** SUPPLIED MATERIAL follows **
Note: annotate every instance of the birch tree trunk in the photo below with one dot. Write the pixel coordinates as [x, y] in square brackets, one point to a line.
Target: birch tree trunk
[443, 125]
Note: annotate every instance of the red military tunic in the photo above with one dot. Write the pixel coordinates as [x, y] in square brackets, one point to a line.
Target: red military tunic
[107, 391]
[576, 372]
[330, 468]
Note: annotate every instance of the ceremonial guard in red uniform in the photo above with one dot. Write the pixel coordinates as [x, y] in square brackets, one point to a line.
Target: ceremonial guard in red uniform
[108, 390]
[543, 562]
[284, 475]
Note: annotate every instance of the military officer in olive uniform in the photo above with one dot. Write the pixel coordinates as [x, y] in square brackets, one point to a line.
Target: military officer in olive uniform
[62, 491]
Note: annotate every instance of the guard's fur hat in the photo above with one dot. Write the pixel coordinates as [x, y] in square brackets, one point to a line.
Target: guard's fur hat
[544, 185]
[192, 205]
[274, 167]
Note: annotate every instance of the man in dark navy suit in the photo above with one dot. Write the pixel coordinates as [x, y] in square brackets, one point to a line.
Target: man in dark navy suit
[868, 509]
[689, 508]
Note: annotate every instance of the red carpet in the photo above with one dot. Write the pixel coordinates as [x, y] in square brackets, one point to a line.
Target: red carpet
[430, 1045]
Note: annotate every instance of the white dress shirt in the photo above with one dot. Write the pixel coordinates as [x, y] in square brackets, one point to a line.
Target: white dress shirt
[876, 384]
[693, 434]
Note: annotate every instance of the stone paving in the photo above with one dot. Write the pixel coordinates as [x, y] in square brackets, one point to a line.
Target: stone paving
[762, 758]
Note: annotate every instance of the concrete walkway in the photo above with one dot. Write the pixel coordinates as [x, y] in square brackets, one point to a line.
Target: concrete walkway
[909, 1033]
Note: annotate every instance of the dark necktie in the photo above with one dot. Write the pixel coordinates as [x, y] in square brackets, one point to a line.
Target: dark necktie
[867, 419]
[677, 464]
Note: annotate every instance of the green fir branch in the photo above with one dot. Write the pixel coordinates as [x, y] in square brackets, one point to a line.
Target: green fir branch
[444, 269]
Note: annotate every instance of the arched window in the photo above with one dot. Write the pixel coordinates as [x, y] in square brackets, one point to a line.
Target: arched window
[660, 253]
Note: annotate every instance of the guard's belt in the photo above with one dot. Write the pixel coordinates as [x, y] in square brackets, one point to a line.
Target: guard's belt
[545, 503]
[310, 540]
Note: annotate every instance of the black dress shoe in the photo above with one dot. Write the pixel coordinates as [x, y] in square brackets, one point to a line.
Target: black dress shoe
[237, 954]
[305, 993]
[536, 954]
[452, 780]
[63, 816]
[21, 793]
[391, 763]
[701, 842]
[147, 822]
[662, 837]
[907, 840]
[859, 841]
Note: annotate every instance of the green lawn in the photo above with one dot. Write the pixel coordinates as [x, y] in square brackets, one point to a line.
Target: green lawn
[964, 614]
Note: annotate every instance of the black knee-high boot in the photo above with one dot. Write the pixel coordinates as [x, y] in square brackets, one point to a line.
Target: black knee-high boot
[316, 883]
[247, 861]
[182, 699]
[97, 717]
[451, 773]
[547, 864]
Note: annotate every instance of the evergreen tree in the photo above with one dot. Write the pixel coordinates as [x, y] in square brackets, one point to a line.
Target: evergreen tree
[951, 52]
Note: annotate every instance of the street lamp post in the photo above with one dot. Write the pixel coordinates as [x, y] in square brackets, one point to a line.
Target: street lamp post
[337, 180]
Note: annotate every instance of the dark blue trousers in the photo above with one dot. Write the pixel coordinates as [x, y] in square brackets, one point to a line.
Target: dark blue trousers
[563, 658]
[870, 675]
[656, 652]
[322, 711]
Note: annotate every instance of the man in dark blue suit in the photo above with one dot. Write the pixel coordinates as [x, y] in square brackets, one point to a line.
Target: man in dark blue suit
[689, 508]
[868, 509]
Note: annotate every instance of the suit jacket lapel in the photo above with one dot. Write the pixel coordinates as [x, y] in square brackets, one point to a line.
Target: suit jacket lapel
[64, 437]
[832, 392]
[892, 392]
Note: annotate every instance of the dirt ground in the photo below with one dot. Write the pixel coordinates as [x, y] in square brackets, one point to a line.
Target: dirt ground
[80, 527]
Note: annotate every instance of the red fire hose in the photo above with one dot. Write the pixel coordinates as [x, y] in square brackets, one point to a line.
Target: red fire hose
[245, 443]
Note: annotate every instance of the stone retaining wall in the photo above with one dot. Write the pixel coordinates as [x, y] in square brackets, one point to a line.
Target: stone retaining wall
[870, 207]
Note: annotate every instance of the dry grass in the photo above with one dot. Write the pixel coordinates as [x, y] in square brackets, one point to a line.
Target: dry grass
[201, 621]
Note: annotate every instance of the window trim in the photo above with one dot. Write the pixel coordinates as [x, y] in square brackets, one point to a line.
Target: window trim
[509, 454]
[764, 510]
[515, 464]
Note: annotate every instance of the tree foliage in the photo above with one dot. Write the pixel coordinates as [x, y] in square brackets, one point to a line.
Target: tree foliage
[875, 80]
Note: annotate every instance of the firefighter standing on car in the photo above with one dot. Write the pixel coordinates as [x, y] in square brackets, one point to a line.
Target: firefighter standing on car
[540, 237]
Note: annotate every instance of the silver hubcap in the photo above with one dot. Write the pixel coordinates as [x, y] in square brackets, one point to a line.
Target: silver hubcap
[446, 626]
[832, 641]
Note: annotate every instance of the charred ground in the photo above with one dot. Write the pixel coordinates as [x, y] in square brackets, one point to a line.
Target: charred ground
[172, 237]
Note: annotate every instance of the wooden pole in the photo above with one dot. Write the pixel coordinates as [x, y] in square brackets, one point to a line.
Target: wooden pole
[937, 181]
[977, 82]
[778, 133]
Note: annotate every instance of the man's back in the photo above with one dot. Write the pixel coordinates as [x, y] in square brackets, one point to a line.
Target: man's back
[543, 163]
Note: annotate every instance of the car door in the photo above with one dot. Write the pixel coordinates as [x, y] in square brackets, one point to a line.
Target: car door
** End of SUPPLIED MATERIAL **
- WHAT YOU SHOULD DO
What is wanted is an exact copy of the data.

- EXERCISE RESULT
Note: annotate every instance of the birch tree trunk in the photo below with one dot. Write the pixel coordinates as [x, y] in square brackets, one point to a line.
Target: birch tree trunk
[443, 125]
Note: annotate every instance of the red military tunic in the photo above with one dot. Write the pixel coordinates as [x, y] in square brackets, one point to a line.
Target: red military tunic
[107, 391]
[576, 372]
[330, 468]
Note: annotate every instance of the ceremonial guard in red uniform in the photo above with one dot. Write the pixel coordinates as [x, y] in square brackets, one point to a line.
Target: ceremonial guard in red uniform
[108, 390]
[543, 562]
[284, 475]
Note: annotate every instance of the military officer in olive uniform in the photo above with one dot. Write the pixel coordinates as [x, y] in square brackets, one point to a line.
Target: military officer in olive uniform
[62, 491]
Note: annotate every instance of the guard's fur hat in the photo above with one dot. Write the pixel coordinates as [x, y] in square brackets, one point to a line.
Target: guard's fur hat
[544, 185]
[192, 205]
[274, 167]
Note: annotate every instance of the man in dark navy suit in the photo above with one dot. Write the pixel coordinates as [x, y] in square brackets, one point to a line.
Target: man in dark navy suit
[868, 509]
[689, 508]
Note: annotate every instance of the red carpet in the photo above with one dot. Write the pixel coordinates as [x, y] in square brackets, one point to a line.
Target: red carpet
[430, 1045]
Note: annotate every instance of the white dress shirt in the photo above with one dot. Write the pixel coordinates as [x, y] in square brackets, one point to a line.
Target: white dress shirt
[876, 384]
[693, 434]
Note: annotate every instance of the stone paving in the photo above with one dot. Write the pixel coordinates as [x, y] in square brackets, one point to a line.
Target: stone paving
[762, 758]
Note: annotate every instance of the concrete walkway in the photo above with one dot. Write the pixel coordinates as [x, y] in square brackets, one point to a line.
Target: concrete walkway
[909, 1033]
Note: annotate every instance of the dark necktie in the photo above with one dot. Write the pixel coordinates as [x, y] in square brackets, one point to a line.
Target: dark necktie
[867, 419]
[677, 464]
Note: annotate every instance of the green fir branch in the photo above with one dot. Write the pixel coordinates as [x, y] in square brackets, one point to a line.
Target: green fir branch
[444, 269]
Note: annotate every instance of the arched window in the photo above with one dot. Write the pixel coordinates as [x, y] in square brackets, one point to a line.
Target: arched window
[660, 253]
Note: annotate every instance of the guard's belt in the photo above with one dot. Write the pixel coordinates as [x, y] in square brackets, one point to a line.
Target: guard's belt
[545, 503]
[310, 540]
Note: annotate every instance of the black dress shoe in the photo above with one dot. Write the pixel coordinates as [x, y] in square brackets, one point to a line.
Target: black dress shoe
[237, 954]
[305, 993]
[536, 954]
[452, 780]
[63, 816]
[21, 793]
[391, 763]
[701, 842]
[147, 822]
[662, 837]
[907, 840]
[859, 841]
Note: annotate every instance of the green lawn in the photo above with one dot. Write the pixel coordinates as [x, y] in square brackets, one point to a line.
Target: green lawn
[964, 614]
Note: annotate every instance of the black knee-high boot in the photo above with one dot. Write the pixel coordinates as [x, y] in square brackets, one point to a line.
Target: black knee-high boot
[316, 883]
[247, 861]
[182, 699]
[97, 717]
[451, 773]
[547, 864]
Note: annotate every instance of the evergreen tree in the photo above with one dot. Write the pixel coordinates as [x, y] in square brackets, one point to a line.
Target: evergreen tree
[951, 52]
Note: annotate every instance of the street lamp post in the photo above with one dot. Write the pixel coordinates as [x, y] in square brackets, one point to a line.
Target: street lamp post
[337, 180]
Note: annotate every instance of the dark blue trousers in the photo above with one dot. Write the pixel coordinates as [x, y] in square brackets, one point to a line.
Target: dark blue trousers
[563, 658]
[870, 675]
[656, 652]
[322, 711]
Note: annotate every instance of the man in dark blue suit in the photo above with one dot. Write the pixel coordinates as [x, y] in square brackets, one point to a line.
Target: man in dark blue suit
[689, 508]
[868, 509]
Note: annotate every instance of the suit jacket lapel in the photo above with one dot. Write the pixel coordinates as [x, y] in square brackets, one point to a line.
Target: suit jacket lapel
[64, 437]
[832, 392]
[892, 392]
Note: annotate every instance of the dirt ground in the photo below with one dot. Write the pixel coordinates as [x, y] in square brackets, one point to a line.
Target: dirt ground
[80, 527]
Note: annotate every instance of the red fire hose in the photo above with one dot. Write the pixel coordinates as [x, y] in square brackets, one point to a line.
Target: red fire hose
[245, 443]
Note: annotate every instance of the stone retaining wall in the photo above with one dot. Write the pixel coordinates as [x, y] in square brackets, one point to a line.
Target: stone retaining wall
[870, 207]
Note: annotate every instance of the dry grass in the photo above with one dot. Write the pixel coordinates as [x, y] in square brackets, one point to a line.
Target: dry grass
[201, 621]
Note: annotate every instance of the window trim in the photo above with one dot. Write the pixel coordinates as [x, y] in square brackets, one point to a line.
Target: window trim
[509, 454]
[764, 510]
[515, 464]
Note: annotate every instance of the tree foliage in the photo above with one dot. Write the pixel coordinates as [x, y] in square brackets, one point to a line.
Target: tree foliage
[875, 80]
Note: annotate every instance of the firefighter standing on car in the photo above with one dot. Write the pixel coordinates as [x, y] in square brackets, one point to a line.
Target: firefighter standing on car
[540, 237]
Note: annotate every instance of the silver hubcap in the photo above with one dot. Write the pixel coordinates as [x, y] in square brackets, one point to a line.
Target: silver hubcap
[446, 626]
[832, 641]
Note: annotate every instance of the charred ground in the photo above with one dot. Write the pixel coordinates as [x, y] in square brackets, one point to a line.
Target: charred ground
[172, 237]
Note: annotate every instance of the wooden pole in the photo above with one dot. Write the pixel coordinates as [x, y] in square brackets, one point to a line.
Target: wooden pole
[937, 181]
[977, 82]
[778, 133]
Note: annotate every instance of the man's back in the photo above with one dot. Write the pixel coordinates as [x, y] in square brackets, one point to a line.
Target: man's back
[543, 163]
Note: annotate every instance of the car door in the photo above with one dot. Write the pixel coordinates as [x, y] in square brackets, one point to a line.
Target: car door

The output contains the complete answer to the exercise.